>> begin QUOTED TEXT
From bishop of Chiclayo to Pope Leo XIV

by Jim Hodgson

Like many who have worked in Latin America, I rejoiced when I saw that cardinal-electors chose Robert Francis Prevost, the former bishop of Chiclayo (Peru) to serve as Pope, the bishop of Rome. 

And as one who believes Catholic social teaching is not studied sufficiently, I was over the moon when I understood that Prevost had chosen to be called Leo XIV. The last Leo was Pope Leo XIII, who served from 1878 to 1903. He is respected as a pioneer of modern Catholic social teaching. In his famous 1891 encyclical Rerum novarum, Pope Leo outlined the rights of workers to a fair wage, safe working conditions, and the formation of trade unions.

Yes, there are controversies over the selection of Prevost. 

Prevost talked negatively in 2012 about sexual and gender diversity. But in that same year, Archbishop Jorge Bergoglio (a year later Pope Francis) was still in Buenos Aires and fighting legal reforms promoted by the Kirchner-Fernández governments in favour of same-sex marriage. Jesuit Father James Martin, long an ally of LGBTQIA+ people, spoke positively about Prevost after being part of a table group with him during the Vatican’s Synod on Synodality.

There are allegations that Prevost did not pay sufficient attention to victims of clerical sexual harassment while bishop in Chiclayo. Tragically, it is hard to find any bishop, living or dead, who has adequately served survivors of clerical abuse. The real issue is making rules that are effective in making dioceses submit to civil authorities in cases of crime, and to take victims’ allegations seriously in all cases of harassment or abuse. Perhaps his proximity to scandal will help him and others take further steps toward justice for all victims of clerical abuse. 

Much has changed; more needs to change; and Leo XIV may be a step in the right direction. Let’s work toward full inclusion of—and leadership by—women and 2SLGBTQIA+ people.

The church in Chiclayo

Today, I found myself going back through decades of notes. Here is something I wrote during a visit to Chiclayo in 2017:

“Chiclayo has a new bishop who is more in the line of Pope Francis—a positive sign after many years of traditionalist Opus Dei bishops. The new bishop, my friends said, still needs some education around gender justice, but he’s pretty good on economic justice and on developing lay leadership. Social movements here have bloomed outside of the church, including the LGBTIQ and People Living with HIV and AIDS (PLWHA) movements.”

That conversation unfolded with members of Centro Esperanza, a United Church partner from 2006 to 2018. Their work had roots in progressive Christian base communities. It began with a focus on women, particularly those who were involved in community kitchens organized and run by women in impoverished neighbourhoods. Over time, activities expanded to include programs to prevent domestic violence, stimulate learning in early childhood, and gender justice education among high school students.

Several of my Canadian friends have worked in Chiclayo over the decades, beginning with members of the Scarboro Foreign Missionary Society. Their leadership is part of what shaped Chiclayo’s influence on its new bishop.
>> end QUOTED TEXT
>> begin DATASET CONTENT
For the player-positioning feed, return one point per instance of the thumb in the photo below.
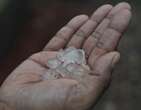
>> end DATASET CONTENT
» **TASK SET**
1. Print the portion of the article about Pope Leo XIV starting with "There are allegations" and going on through "victims of clerical abuse.".
2. According to the article about Pope Leo XIV, during which years was Centro Esperanza a United Church partner?
3. Finish out the next part of the article about Pope Leo XIV, picking up after its final sentence.
The material above is separate from the article about Pope Leo XIV.

» **IN RESPONSE**
1.
There are allegations that Prevost did not pay sufficient attention to victims of clerical sexual harassment while bishop in Chiclayo. Tragically, it is hard to find any bishop, living or dead, who has adequately served survivors of clerical abuse. The real issue is making rules that are effective in making dioceses submit to civil authorities in cases of crime, and to take victims’ allegations seriously in all cases of harassment or abuse. Perhaps his proximity to scandal will help him and others take further steps toward justice for all victims of clerical abuse.

2. From 2006 to 2018.

3.
Catholic Social Teaching

And I went back through my notes on Catholic social teaching. One of the most complete—and still quite short—summaries is a presentation by Bill Ryan, a Canadian Jesuit and social activist. He was a general secretary of the Canadian Conference of Catholic Bishops (CCCB) during part of the time I worked with the Canadian Council of Churches.

In 2000, he spoke to the Coady International Institute at St. Francis Xavier University in Antigonish, Nova Scotia, on the development of Catholic social teaching. Some key points:

What is Catholic Social Teaching? It is a formula or a set of principles for reflection to evaluate the framework of society and to provide criteria for prudential judgment and direction for current policy and action.

  • The inherent human dignity of every person that makes them “sacred”—created in God’s image. This is the ultimate grounding for human rights.
  • The principle of human solidarity. Every person is radically social by nature and by nurture, destined to build up and share human community. The basic element of all creation is interconnectivity, interdependence, and relationships between and among all creatures. Without community we are not human.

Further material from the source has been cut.